INPUT:
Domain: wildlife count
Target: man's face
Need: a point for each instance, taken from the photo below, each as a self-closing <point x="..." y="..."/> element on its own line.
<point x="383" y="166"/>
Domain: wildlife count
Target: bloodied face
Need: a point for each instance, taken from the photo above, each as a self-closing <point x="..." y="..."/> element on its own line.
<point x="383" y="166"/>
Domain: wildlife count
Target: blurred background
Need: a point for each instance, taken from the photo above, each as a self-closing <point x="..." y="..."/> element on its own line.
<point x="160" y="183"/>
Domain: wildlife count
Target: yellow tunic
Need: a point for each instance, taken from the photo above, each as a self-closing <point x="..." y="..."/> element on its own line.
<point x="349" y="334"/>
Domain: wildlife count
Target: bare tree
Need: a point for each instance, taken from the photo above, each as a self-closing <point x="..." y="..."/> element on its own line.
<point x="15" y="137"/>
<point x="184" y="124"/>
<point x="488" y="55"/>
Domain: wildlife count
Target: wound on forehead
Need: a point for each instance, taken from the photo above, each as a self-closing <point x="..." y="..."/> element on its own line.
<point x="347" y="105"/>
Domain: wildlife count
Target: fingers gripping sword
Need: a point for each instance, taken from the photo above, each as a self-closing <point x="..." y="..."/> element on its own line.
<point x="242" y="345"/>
* * *
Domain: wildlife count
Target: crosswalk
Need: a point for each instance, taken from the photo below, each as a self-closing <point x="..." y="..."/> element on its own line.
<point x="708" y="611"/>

OBJECTIVE:
Please count the lines in the records above that contain the string "face", and reply with the number alone.

EXERCISE RESULT:
2